Answer these questions from the text on new features and built-in app updates:
1. What color does Dark Mode change the default color scheme to?
2. Where is the dark mode toggle for Edge located?
3. What was originally the only way to see your mail in the built-in Mail app?

• _TEXT SECTION_:
• • • • •

New Features And Built-In App Updates

Dark Mode

The Anniversary Update also adds another feature to personalize the experience: Dark Mode. As the name suggests, Dark Mode changes the default color scheme to black. The built-in apps also set their color scheme based on this setting, including mail, the store, and more.

This is certainly a nice feature for personalization, but it’s also a smart idea with recent launches of PCs and tablets with OLED displays. Lenovo showed off their own theme for Windows 10 at CES, for use with their OLED laptops, which eliminates a lot of the bright white display aspects that desktops and laptops have become accustomed to.

Other apps, such as Edge, also include a dark mode but the toggle is in the app settings, so you can customize this the way you prefer.

Mail App

The built-in Mail app hasn’t changed much visually since it was launched, but it’s continued to gain features which were very much missing when the OS first shipped. For instance, the mail client originally shipped with Conversation View as the only way to see your mail. About a month after Windows 10 shipped, an update arrived which allowed you to set the view to the more traditional view of chronological order.

With the Anniversary Update, Microsoft has finally fixed another missing feature which was a huge inconvenience for many people (myself included) which is you can finally send mail as another address. The Windows 8.1 mail client supports this, Microsoft’s Outlook.com supports this, but until this update, the Windows 10 mail client was missing this. You could of course put multiple accounts into it, but if you’ve consolidated to one, you can now use a drop-down selection on the send address to pick any addresses configured.

• • • • •

• _ITEMS_:
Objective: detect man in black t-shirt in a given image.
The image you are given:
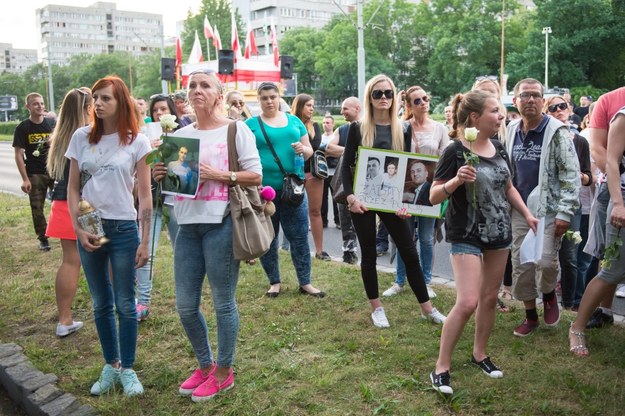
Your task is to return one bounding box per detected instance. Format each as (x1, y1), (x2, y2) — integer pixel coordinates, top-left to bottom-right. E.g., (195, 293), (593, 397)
(326, 97), (361, 264)
(13, 92), (54, 251)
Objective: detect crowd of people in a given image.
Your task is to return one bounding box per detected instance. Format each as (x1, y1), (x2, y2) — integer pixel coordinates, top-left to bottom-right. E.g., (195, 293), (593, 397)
(13, 70), (625, 402)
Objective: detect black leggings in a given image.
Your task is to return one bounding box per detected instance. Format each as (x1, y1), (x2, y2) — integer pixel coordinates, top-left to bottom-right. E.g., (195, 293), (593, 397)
(352, 211), (430, 303)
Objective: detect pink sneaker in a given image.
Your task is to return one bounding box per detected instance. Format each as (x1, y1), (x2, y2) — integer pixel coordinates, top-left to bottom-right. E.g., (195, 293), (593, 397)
(543, 297), (560, 327)
(178, 364), (217, 396)
(191, 369), (234, 402)
(137, 303), (150, 322)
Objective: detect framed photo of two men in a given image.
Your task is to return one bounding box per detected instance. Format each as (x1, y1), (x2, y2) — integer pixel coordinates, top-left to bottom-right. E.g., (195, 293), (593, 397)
(354, 146), (441, 218)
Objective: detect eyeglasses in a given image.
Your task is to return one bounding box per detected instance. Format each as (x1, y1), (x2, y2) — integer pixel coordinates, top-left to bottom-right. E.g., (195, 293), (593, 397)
(412, 95), (430, 105)
(475, 75), (497, 81)
(519, 92), (543, 101)
(371, 90), (395, 100)
(547, 103), (569, 113)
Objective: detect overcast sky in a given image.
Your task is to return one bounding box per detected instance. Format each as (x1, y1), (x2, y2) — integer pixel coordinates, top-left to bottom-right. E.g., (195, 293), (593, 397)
(0, 0), (201, 49)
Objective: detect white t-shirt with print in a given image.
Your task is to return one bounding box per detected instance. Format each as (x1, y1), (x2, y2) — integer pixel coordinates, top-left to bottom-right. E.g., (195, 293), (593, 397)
(65, 126), (151, 220)
(173, 121), (263, 224)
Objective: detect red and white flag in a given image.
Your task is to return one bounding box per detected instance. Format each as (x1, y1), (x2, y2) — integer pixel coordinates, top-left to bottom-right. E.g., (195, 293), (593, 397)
(204, 16), (214, 39)
(269, 19), (280, 66)
(176, 36), (182, 68)
(245, 23), (258, 59)
(230, 10), (242, 62)
(213, 25), (221, 50)
(188, 30), (204, 64)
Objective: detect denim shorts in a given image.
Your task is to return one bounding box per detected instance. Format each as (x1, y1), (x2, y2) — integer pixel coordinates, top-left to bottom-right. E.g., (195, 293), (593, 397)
(449, 243), (510, 257)
(449, 243), (482, 257)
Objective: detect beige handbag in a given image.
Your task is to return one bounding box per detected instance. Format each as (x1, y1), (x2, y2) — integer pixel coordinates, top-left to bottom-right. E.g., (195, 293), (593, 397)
(228, 121), (275, 260)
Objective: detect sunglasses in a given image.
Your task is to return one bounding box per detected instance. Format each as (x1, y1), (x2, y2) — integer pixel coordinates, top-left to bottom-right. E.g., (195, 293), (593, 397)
(519, 92), (543, 101)
(371, 90), (395, 100)
(412, 95), (430, 105)
(475, 75), (497, 81)
(547, 103), (569, 113)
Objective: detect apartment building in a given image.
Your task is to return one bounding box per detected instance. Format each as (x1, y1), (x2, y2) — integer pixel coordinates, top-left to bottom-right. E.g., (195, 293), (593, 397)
(0, 43), (37, 74)
(36, 2), (163, 65)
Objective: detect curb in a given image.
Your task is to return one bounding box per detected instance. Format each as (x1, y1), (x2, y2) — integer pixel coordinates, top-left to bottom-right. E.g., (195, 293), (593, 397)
(0, 343), (98, 416)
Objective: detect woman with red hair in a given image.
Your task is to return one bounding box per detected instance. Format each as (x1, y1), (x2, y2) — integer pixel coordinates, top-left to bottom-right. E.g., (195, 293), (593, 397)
(65, 77), (152, 396)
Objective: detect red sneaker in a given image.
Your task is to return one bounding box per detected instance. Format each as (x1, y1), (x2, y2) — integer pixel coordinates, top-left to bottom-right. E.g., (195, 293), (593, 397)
(191, 369), (234, 402)
(543, 297), (560, 327)
(514, 319), (538, 337)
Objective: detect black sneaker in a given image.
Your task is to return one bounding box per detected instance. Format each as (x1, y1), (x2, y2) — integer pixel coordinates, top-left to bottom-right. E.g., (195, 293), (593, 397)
(430, 370), (454, 394)
(315, 251), (332, 261)
(343, 251), (358, 264)
(471, 356), (503, 378)
(39, 239), (50, 251)
(586, 308), (614, 329)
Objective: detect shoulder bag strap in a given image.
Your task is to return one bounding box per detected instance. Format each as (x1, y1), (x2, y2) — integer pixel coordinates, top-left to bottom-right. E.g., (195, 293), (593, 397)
(256, 116), (286, 176)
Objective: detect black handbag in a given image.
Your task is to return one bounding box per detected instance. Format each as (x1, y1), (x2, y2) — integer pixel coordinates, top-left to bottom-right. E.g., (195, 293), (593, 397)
(310, 150), (329, 179)
(257, 116), (306, 207)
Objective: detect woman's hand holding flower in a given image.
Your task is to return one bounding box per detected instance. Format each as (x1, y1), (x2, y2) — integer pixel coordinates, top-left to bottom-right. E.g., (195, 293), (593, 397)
(152, 162), (167, 182)
(456, 165), (477, 184)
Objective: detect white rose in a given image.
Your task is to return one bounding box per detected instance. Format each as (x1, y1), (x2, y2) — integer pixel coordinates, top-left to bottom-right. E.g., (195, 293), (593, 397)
(160, 114), (178, 131)
(464, 127), (479, 143)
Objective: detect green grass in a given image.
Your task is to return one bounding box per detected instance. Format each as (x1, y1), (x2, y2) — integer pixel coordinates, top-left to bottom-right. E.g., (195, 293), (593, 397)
(0, 195), (625, 416)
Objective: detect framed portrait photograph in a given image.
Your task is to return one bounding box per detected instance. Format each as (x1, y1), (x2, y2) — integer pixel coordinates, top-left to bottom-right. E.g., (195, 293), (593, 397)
(162, 136), (200, 197)
(354, 146), (441, 218)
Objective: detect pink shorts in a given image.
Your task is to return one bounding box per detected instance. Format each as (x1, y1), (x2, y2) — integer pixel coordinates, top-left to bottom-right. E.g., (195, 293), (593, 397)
(46, 201), (76, 241)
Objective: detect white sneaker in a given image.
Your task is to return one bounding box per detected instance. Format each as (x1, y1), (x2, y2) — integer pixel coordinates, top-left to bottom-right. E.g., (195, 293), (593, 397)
(56, 321), (83, 338)
(382, 283), (406, 297)
(427, 285), (436, 299)
(371, 306), (391, 328)
(421, 308), (447, 324)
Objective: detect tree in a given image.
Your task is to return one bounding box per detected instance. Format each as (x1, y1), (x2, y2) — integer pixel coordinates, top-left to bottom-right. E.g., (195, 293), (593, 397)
(428, 0), (517, 97)
(510, 0), (625, 89)
(280, 28), (327, 94)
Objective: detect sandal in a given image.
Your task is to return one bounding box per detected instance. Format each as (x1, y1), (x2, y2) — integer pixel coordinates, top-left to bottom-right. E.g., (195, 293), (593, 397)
(569, 324), (589, 357)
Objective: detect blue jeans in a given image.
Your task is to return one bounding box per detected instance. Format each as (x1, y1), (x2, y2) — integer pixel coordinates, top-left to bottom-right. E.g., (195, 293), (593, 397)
(137, 206), (178, 305)
(558, 208), (584, 308)
(174, 216), (239, 368)
(573, 214), (592, 305)
(78, 220), (139, 368)
(260, 191), (311, 286)
(395, 217), (436, 286)
(137, 207), (163, 305)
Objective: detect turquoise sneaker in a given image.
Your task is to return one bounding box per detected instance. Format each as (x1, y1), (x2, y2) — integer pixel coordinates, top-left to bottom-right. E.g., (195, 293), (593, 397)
(91, 364), (121, 396)
(120, 368), (143, 397)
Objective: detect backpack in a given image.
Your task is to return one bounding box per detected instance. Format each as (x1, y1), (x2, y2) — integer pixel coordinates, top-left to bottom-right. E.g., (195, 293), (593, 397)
(454, 139), (512, 173)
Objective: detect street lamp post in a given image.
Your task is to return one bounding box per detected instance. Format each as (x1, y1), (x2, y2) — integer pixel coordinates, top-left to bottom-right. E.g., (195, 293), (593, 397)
(543, 26), (551, 90)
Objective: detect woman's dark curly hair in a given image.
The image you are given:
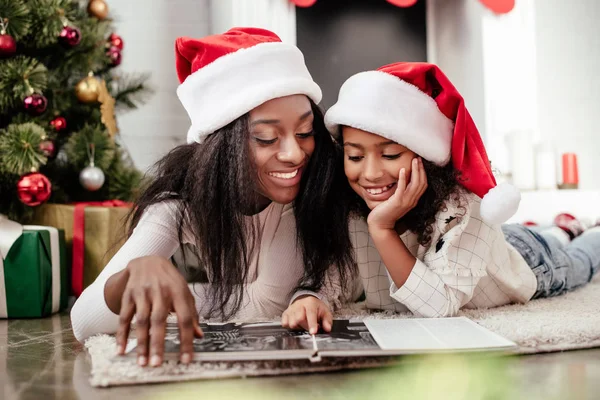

• • • • •

• _WRITTEN SOLUTION_:
1. Black.
2. In the app settings.
3. Conversation View.